-- Supplied material --
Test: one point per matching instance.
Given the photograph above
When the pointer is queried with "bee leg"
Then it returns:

--

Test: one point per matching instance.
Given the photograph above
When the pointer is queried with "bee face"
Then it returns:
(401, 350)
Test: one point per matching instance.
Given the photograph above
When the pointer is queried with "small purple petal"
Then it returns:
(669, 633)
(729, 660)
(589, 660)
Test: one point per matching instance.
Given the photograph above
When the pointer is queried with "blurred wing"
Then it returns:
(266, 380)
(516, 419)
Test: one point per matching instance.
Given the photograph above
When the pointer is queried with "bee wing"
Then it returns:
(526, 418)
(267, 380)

---

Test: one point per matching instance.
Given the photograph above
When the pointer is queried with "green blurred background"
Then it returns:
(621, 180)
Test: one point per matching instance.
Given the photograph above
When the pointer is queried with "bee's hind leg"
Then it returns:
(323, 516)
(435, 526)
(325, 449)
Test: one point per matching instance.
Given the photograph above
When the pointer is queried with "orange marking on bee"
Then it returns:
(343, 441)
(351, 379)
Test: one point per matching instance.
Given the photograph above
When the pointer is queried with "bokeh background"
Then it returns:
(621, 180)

-- Activity --
The lines above that hold the word "background" are the ones to copy.

-- Task response --
When the pointer is queried with "green blurred background"
When the pointer is queried with "bokeh background"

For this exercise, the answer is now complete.